-- Requirement --
Apart from the pictures, write out all the records exactly.

───── Exercise input

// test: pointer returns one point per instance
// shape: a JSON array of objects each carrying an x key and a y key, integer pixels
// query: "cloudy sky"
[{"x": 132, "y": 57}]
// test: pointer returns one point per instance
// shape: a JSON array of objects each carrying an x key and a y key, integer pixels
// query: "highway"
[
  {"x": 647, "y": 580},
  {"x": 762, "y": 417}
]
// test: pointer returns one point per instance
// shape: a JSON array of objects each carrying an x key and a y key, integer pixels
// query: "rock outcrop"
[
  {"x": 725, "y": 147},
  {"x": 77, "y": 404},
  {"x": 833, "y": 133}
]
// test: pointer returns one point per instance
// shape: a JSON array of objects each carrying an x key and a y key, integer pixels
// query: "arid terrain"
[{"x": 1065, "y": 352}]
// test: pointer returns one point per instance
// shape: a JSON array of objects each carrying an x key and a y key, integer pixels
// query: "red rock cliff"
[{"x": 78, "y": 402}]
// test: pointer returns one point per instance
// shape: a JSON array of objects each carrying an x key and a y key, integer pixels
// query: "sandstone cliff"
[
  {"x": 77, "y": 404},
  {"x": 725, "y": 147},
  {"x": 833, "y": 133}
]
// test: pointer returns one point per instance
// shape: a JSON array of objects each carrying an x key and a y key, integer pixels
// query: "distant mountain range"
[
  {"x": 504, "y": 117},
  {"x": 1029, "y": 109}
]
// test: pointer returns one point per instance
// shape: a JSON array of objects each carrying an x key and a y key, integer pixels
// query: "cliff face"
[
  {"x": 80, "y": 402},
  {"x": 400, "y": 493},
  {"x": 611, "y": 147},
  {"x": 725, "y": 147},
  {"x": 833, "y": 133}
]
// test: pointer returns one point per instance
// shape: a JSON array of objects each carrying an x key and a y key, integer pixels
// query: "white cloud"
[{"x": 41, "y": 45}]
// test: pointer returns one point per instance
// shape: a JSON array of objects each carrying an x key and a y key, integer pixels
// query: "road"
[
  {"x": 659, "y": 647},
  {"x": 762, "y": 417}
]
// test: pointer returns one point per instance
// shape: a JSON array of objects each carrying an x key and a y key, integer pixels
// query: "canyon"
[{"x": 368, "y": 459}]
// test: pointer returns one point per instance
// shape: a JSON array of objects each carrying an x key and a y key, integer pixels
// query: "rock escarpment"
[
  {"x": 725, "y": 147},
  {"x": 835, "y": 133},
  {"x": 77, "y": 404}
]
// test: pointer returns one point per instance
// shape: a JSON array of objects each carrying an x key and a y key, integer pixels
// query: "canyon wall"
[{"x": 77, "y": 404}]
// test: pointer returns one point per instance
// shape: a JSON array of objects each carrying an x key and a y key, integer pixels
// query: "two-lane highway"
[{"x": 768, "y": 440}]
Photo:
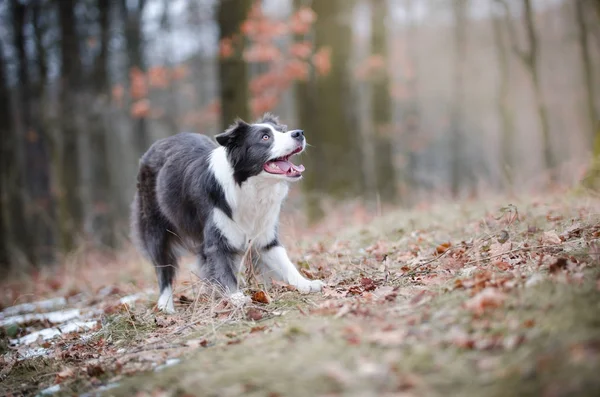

──────────

-- Solution to this exercise --
// test: pointer returns one point per instance
// shape: a JSON array of objects each carrying an x key and a y key, integer pixels
// query: "cloudy sky"
[{"x": 132, "y": 57}]
// test: pointer returns one point per instance
// shape: a JSON array of objects each carrying an x key and a y key, integer pixels
// query: "highway"
[
  {"x": 647, "y": 580},
  {"x": 762, "y": 417}
]
// test: pointer returns one point per instance
// shape: a JSON array of objects each carrying an x key and a y key, integer pixels
// query: "rock outcrop"
[
  {"x": 725, "y": 147},
  {"x": 77, "y": 404},
  {"x": 833, "y": 133}
]
// test: pointer returns one point per instance
// shape: a JSON array of objects each carrying an x key and a y key, integer pixels
// query: "arid terrain"
[{"x": 1065, "y": 352}]
// test: pointer returns one point per instance
// shape: a JSON array of objects each carrying an x key and a y key, integer pixels
// query: "red rock cliff"
[{"x": 78, "y": 402}]
// test: pointer returns one point per instance
// shape: a JSON array of objects each carrying an x key and a y key, integer pixels
// query: "sandstone cliff"
[
  {"x": 77, "y": 404},
  {"x": 725, "y": 147},
  {"x": 833, "y": 133}
]
// test: pointer returns one point per instance
// shape: a JSON array of objects each carrying an x key and a y key, integer pixels
// query: "distant mountain range"
[
  {"x": 504, "y": 117},
  {"x": 1029, "y": 109}
]
// test: pointer returns one point per instance
// shape: a JSON array of objects each carrying an x key and a y key, integer pixels
// query: "cliff face"
[
  {"x": 80, "y": 402},
  {"x": 400, "y": 493},
  {"x": 611, "y": 147},
  {"x": 725, "y": 147},
  {"x": 833, "y": 133}
]
// test: pointer returns one point per instance
// shape: a JSON array of objects each carrying an x key and a y key, integer pixels
// query: "white cloud"
[{"x": 41, "y": 45}]
// test: pointer returns one point per instance
// shape: a JSON array of objects each carrying an x key and a y key, integer pixels
// query: "road"
[
  {"x": 659, "y": 647},
  {"x": 762, "y": 417}
]
// test: pointer returns one point per instance
// shape: a JSON array of objects each carrying an x key and a y key, integer pixels
// query: "canyon"
[{"x": 368, "y": 459}]
// test: pointer returns one point per instance
// shape: a JSON array of objects each carrying an x key and a y key, integer pixels
// query: "rock escarpment"
[
  {"x": 725, "y": 147},
  {"x": 835, "y": 133},
  {"x": 77, "y": 404}
]
// test: pointer returns one point per instance
// shape: a JSON array of objects each carrying an x key and a y key, integer pixels
// query: "canyon wall"
[{"x": 77, "y": 404}]
// test: pointer returns one point per instance
// shape: a JSON array of objects each carrying an x key and a y key, integer pixels
// query: "two-lane highway"
[{"x": 768, "y": 440}]
Photo:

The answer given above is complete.